◆ **Material supplied**:
..............................

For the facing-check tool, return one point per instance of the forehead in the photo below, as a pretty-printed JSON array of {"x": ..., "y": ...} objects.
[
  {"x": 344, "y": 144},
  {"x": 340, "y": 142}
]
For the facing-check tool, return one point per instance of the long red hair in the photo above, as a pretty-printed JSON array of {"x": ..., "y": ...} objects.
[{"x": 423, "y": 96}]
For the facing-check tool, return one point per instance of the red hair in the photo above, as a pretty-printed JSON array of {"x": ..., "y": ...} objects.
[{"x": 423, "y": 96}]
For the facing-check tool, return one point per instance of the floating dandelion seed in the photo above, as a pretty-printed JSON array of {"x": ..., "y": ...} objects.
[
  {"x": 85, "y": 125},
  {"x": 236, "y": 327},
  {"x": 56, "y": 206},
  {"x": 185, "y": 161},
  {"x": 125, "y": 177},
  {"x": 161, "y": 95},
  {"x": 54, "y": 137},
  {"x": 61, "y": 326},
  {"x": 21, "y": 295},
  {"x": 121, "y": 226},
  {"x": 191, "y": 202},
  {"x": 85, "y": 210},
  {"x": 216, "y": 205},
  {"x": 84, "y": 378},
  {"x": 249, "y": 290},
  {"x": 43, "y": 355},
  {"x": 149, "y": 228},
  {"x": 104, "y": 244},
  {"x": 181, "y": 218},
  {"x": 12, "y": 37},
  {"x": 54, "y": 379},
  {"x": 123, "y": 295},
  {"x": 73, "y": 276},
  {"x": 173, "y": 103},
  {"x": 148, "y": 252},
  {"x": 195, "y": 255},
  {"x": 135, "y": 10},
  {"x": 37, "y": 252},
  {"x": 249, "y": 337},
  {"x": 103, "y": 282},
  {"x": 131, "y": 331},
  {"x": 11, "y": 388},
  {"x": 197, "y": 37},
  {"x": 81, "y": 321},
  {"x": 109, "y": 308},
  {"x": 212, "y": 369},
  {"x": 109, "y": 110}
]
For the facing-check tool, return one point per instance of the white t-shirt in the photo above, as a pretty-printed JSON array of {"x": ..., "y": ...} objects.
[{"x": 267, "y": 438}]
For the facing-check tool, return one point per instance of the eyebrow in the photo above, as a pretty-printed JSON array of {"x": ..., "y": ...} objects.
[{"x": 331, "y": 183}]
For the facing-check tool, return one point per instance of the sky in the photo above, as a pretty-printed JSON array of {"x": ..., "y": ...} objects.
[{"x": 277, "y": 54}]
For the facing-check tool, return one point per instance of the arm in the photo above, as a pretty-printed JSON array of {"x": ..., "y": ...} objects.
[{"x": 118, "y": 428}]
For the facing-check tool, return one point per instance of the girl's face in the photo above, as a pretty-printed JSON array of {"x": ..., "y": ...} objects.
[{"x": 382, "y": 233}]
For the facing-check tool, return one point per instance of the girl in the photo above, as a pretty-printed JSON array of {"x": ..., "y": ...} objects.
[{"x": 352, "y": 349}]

..............................

◆ **Problem**: Please write out the data above again, substituting "pose-check tool" for each occurrence of "facing-check tool" and leaving everything else unchanged.

◆ **Written answer**:
For the pose-check tool, return one point per instance of the forehead in the photo below, as a pretty-printed JSON array of {"x": ..., "y": ...} objects.
[
  {"x": 344, "y": 144},
  {"x": 340, "y": 142}
]
For the pose-check tool, return one point per instance of the long red hair in the photo above, as a pretty-printed JSON array of {"x": ..., "y": ...} objects.
[{"x": 423, "y": 96}]
For the pose-check tool, return one point per instance of the red hair in the photo above, as a pretty-printed JSON array of {"x": ..., "y": ...} objects.
[{"x": 423, "y": 96}]
For the pose-check tool, return one point per instance of the floating dandelion seed in the photo above, as a pretty-printed JSON array of {"x": ..., "y": ...} objects.
[
  {"x": 85, "y": 125},
  {"x": 236, "y": 327},
  {"x": 56, "y": 206},
  {"x": 185, "y": 161},
  {"x": 125, "y": 177},
  {"x": 161, "y": 95},
  {"x": 54, "y": 137},
  {"x": 61, "y": 326},
  {"x": 21, "y": 295},
  {"x": 121, "y": 226},
  {"x": 191, "y": 202},
  {"x": 85, "y": 210},
  {"x": 216, "y": 205},
  {"x": 84, "y": 378},
  {"x": 249, "y": 290},
  {"x": 43, "y": 355},
  {"x": 149, "y": 228},
  {"x": 104, "y": 244},
  {"x": 181, "y": 218},
  {"x": 12, "y": 37},
  {"x": 54, "y": 379},
  {"x": 123, "y": 295},
  {"x": 73, "y": 276},
  {"x": 173, "y": 103},
  {"x": 148, "y": 252},
  {"x": 195, "y": 255},
  {"x": 135, "y": 10},
  {"x": 37, "y": 252},
  {"x": 249, "y": 337},
  {"x": 103, "y": 282},
  {"x": 131, "y": 331},
  {"x": 11, "y": 388},
  {"x": 197, "y": 37},
  {"x": 81, "y": 321},
  {"x": 109, "y": 308},
  {"x": 212, "y": 369},
  {"x": 109, "y": 110}
]
For the pose-check tool, return one point per instance of the white t-shirt in the photo above, as a pretty-printed JSON array of {"x": ..., "y": ...} objects.
[{"x": 267, "y": 438}]
For the pose-check tool, return one point per instance of the eyebrow in the photo above, as a pretty-printed JSON array of {"x": ..., "y": ...} objects.
[{"x": 331, "y": 183}]
For the pose-check tool, return one point per instance of the sky in the photo above, as a pretty-printed JSON array of {"x": ..., "y": ...} objects.
[{"x": 277, "y": 54}]
For the pose-check tool, return one point per instance of the arm in the photo above, as a pretty-printed JSON array of {"x": ..., "y": ...} objects.
[{"x": 118, "y": 428}]
For the pose-check tool, return one point per instance of the girl's face in the photo above, as a pretty-printed JSON array of {"x": ..., "y": ...} objects.
[{"x": 382, "y": 233}]
For the pose-check tool, return one point per instance of the girl in the photo above, as a pretty-printed JSON array of {"x": ..., "y": ...} objects.
[{"x": 352, "y": 349}]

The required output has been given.